• [Instrucción 1] Copia íntegramente el fragmento de página sin introducir ningún cambio.

• [Fragmento de página]
En el viaje a Roma de Constantino la manda de nuevo retirar. Salido Constantino
de Roma, la mayoría pagana del Senado la restablece en su sitio. Joviano la
deja en paz. Valentiniano la tolera; pero la suprime una orden de Graciano, el
primero de los emperadores que se mostró cristiano en la vida pública y en la
privada.
El
dolor de los senadores paganos fue grande, y enviaron una comisión a Milán,
donde residía el emperador, para pedirle la revocación de la orden; pero los
cristianos del Senado se adelantaron, pues llegó antes a Milán una carta de San
Dámaso, y Graciano se negó a recibir a los comisarios, persistiendo en su
resolución. Todavía la lucha perdura, pues a la muerte trágica de Graciano,
ocurrida al año siguiente, ocupa el trono Valentiniano II, de quien creyeron
poder obtener en su inexperiencia lo que negara resueltamente el anterior
emperador. Entonces entran en juego dos hombres importantes. Símaco, prefecto
de la ciudad de Roma, pagano acérrimo de la vieja escuela, que presenta un
alegato lleno de nostalgia por los dioses paganos, que dieron el poderío y
grandeza a Roma a través de mil doscientos años de su historia, y San Ambrosio,
que vindica la causa cristiana.

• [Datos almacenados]
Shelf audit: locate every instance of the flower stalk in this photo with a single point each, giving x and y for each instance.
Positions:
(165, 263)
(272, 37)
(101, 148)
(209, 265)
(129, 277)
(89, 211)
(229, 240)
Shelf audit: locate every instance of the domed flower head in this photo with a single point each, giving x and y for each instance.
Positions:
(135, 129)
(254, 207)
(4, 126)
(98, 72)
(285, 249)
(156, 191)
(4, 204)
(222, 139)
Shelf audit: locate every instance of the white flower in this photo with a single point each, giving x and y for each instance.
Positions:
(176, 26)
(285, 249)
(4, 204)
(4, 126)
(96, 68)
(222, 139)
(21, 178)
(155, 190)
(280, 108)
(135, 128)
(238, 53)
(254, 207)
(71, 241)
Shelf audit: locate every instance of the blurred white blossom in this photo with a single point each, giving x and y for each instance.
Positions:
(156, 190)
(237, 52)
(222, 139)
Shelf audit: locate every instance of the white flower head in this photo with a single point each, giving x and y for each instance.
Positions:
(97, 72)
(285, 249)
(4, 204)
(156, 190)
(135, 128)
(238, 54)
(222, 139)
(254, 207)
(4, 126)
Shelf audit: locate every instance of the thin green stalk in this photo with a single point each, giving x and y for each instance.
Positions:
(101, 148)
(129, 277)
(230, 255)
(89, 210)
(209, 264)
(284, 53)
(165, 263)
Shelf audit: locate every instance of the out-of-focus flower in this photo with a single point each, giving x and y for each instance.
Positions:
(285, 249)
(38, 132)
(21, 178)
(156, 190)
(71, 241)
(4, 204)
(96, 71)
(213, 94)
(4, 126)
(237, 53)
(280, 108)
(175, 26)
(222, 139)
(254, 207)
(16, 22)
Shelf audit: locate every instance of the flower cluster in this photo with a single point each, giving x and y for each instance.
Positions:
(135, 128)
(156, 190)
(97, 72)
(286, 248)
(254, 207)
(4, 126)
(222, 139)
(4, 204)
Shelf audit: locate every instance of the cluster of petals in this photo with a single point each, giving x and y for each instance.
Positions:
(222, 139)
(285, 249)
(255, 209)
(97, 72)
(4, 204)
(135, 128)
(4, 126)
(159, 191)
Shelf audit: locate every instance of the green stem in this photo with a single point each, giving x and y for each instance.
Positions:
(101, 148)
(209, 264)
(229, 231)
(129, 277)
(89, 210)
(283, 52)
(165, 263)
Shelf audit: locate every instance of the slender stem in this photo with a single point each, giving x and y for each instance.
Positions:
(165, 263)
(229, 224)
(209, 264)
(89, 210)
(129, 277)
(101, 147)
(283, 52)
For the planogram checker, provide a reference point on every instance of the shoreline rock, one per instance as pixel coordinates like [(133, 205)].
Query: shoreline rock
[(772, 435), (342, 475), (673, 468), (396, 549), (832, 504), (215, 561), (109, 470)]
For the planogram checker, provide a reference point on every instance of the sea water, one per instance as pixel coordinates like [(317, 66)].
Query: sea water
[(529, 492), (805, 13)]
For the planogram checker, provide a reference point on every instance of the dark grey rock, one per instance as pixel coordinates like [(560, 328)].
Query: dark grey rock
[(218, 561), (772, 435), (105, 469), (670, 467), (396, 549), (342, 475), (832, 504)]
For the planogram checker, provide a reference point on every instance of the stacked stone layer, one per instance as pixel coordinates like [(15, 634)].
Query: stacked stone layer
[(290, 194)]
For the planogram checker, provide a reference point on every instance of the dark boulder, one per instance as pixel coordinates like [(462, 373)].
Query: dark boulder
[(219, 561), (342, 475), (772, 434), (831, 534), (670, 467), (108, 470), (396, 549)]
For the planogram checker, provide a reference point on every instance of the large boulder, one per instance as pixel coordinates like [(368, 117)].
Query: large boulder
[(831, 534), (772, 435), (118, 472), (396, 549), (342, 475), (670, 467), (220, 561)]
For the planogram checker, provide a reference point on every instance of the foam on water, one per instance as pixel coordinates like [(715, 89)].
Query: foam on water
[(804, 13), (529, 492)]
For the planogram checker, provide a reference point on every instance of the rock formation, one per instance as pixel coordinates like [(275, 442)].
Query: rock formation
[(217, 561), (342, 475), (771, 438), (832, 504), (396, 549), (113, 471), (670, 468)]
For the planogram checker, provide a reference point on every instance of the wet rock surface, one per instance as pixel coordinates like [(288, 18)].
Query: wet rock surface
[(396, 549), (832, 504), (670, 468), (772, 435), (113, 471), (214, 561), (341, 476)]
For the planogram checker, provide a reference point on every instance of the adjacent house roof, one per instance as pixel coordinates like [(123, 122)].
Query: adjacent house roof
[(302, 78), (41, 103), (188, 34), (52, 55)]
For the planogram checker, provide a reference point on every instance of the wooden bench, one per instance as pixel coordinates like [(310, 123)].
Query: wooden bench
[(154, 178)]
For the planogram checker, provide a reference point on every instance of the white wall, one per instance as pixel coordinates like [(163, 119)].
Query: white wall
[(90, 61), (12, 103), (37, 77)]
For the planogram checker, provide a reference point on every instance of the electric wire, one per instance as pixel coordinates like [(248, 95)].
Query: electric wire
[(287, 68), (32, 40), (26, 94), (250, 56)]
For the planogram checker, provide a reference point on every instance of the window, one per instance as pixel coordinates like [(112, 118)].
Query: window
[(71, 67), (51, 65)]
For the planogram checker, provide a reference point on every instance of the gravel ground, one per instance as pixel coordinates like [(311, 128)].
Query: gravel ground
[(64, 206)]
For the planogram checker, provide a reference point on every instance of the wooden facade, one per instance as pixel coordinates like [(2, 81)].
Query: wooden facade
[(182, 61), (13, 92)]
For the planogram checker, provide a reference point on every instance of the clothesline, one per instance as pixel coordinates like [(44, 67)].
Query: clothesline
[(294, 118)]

• [Instrucción 2] Convierte en un CSV de dos columnas, solicitud y respuesta, el tramo del listado que abarca desde la línea que contiene "like [(163, 119)]." hasta el final del listado, con ambos extremos incluidos. Genera una fila por solicitud, con su texto y su respuesta en sendos campos entre comillas y los saltos de línea reemplazados por espacios.

• [Respuesta correcta 1]
En el viaje a Roma de Constantino la manda de nuevo retirar. Salido Constantino
de Roma, la mayoría pagana del Senado la restablece en su sitio. Joviano la
deja en paz. Valentiniano la tolera; pero la suprime una orden de Graciano, el
primero de los emperadores que se mostró cristiano en la vida pública y en la
privada.
El
dolor de los senadores paganos fue grande, y enviaron una comisión a Milán,
donde residía el emperador, para pedirle la revocación de la orden; pero los
cristianos del Senado se adelantaron, pues llegó antes a Milán una carta de San
Dámaso, y Graciano se negó a recibir a los comisarios, persistiendo en su
resolución. Todavía la lucha perdura, pues a la muerte trágica de Graciano,
ocurrida al año siguiente, ocupa el trono Valentiniano II, de quien creyeron
poder obtener en su inexperiencia lo que negara resueltamente el anterior
emperador. Entonces entran en juego dos hombres importantes. Símaco, prefecto
de la ciudad de Roma, pagano acérrimo de la vieja escuela, que presenta un
alegato lleno de nostalgia por los dioses paganos, que dieron el poderío y
grandeza a Roma a través de mil doscientos años de su historia, y San Ambrosio,
que vindica la causa cristiana.

• [Respuesta correcta 2]
solicitud,respuesta
"For the planogram checker, provide a reference point on every instance of the white wall, one per instance as pixel coordinates like [(163, 119)]. Query: white wall","[(90, 61), (12, 103), (37, 77)]"
"For the planogram checker, provide a reference point on every instance of the electric wire, one per instance as pixel coordinates like [(248, 95)]. Query: electric wire","[(287, 68), (32, 40), (26, 94), (250, 56)]"
"For the planogram checker, provide a reference point on every instance of the window, one per instance as pixel coordinates like [(112, 118)]. Query: window","[(71, 67), (51, 65)]"
"For the planogram checker, provide a reference point on every instance of the gravel ground, one per instance as pixel coordinates like [(311, 128)]. Query: gravel ground","[(64, 206)]"
"For the planogram checker, provide a reference point on every instance of the wooden facade, one per instance as pixel coordinates like [(2, 81)]. Query: wooden facade","[(182, 61), (13, 92)]"
"For the planogram checker, provide a reference point on every instance of the clothesline, one per instance as pixel coordinates like [(44, 67)]. Query: clothesline","[(294, 118)]"